START Given records

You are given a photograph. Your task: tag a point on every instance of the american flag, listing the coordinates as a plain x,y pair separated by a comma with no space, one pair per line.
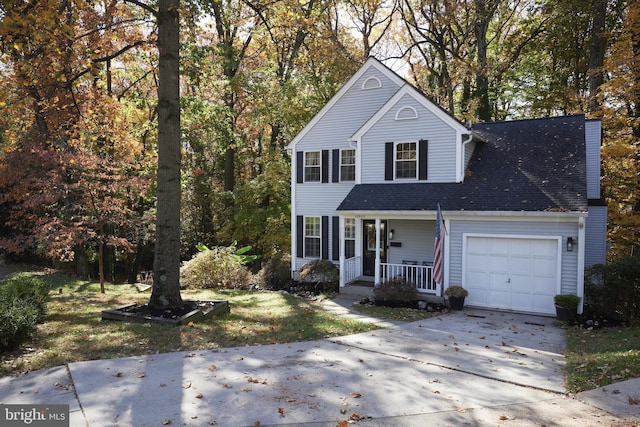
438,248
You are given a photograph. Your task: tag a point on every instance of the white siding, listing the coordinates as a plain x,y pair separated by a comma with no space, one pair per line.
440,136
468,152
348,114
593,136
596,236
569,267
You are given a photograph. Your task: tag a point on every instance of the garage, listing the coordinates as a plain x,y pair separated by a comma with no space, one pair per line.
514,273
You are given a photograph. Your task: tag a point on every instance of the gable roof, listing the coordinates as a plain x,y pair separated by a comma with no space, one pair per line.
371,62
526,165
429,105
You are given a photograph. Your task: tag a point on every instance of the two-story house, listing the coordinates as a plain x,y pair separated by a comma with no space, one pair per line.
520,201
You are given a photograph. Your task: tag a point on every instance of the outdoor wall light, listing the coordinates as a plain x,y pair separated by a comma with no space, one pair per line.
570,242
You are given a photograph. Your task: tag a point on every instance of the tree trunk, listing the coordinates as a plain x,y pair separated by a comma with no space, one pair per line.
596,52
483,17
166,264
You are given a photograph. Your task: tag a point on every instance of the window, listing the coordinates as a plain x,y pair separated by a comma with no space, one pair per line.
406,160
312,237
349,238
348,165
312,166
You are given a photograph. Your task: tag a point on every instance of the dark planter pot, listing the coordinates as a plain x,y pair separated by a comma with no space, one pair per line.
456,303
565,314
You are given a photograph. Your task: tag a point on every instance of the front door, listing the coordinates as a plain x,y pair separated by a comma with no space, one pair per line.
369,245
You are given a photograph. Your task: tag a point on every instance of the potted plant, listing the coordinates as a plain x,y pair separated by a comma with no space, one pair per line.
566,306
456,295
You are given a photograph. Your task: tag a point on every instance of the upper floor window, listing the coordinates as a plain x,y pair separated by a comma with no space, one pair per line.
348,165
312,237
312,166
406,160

END Given records

# Task description:
Only the lines from the one that contains "the garage, listing" to the end of the entries above should be given again, exactly and in full.

# Answer below:
You are given a photograph. Your task: tag a point on every instance of the garage, listing the coordinates as a plain x,y pair separated by a comma with no space, one pair per line.
514,273
You are given a photograph. Your task: tag a point on every instance of the gable roof, listing the coordinates as a plain x,y pair separated by a comma with no space, one pair per line.
371,62
526,165
429,105
You are given a photograph. Your task: tag a point on every instance of the two-story house, listing the coordinates as a plain x,y pair separated by a comma with no space, one pair per line.
520,201
You are given a photograph. Your task: tag a point on every instance of the outdoor wall light, listing the coordinates as a plain x,y pair separated by a comma with no space, one pair per line.
570,242
You are given a photograph. Your task: tag a point on every instance of the tree trunk, listing the coordinates as a plain x,y pair separated by a comma with no space, one pair per line.
596,52
483,17
166,264
You are given a photograph. Your task: tag a point on every instance of the window, listing the coordinates as a plain x,y pair separated by a comma with no space, one pair per line.
406,160
312,237
349,238
348,165
312,166
You are given a photograph. Your task: tag a point on every instance of the dark planter pot, listing the coordinates as a plain x,y pair separated by a comma with no space, one pair per line.
456,303
565,314
You are given a photograph. Your task: tag a point on every instance of the front door, listing the coordinates as a plain x,y pair separated by a comma with no space, one pair per line.
369,245
You are given a photograph. Your task: tag a point on every instance of the potted plant, listing the coordinates as a plain x,y pair separated by a comma with no space, one pair per line.
566,306
456,295
You are given a photograph. Your task: tag a point on every instance of the upper floor window, listing the coordinates as a plain x,y pair separated by a comma with no space, one pair per line.
348,165
312,237
312,166
406,160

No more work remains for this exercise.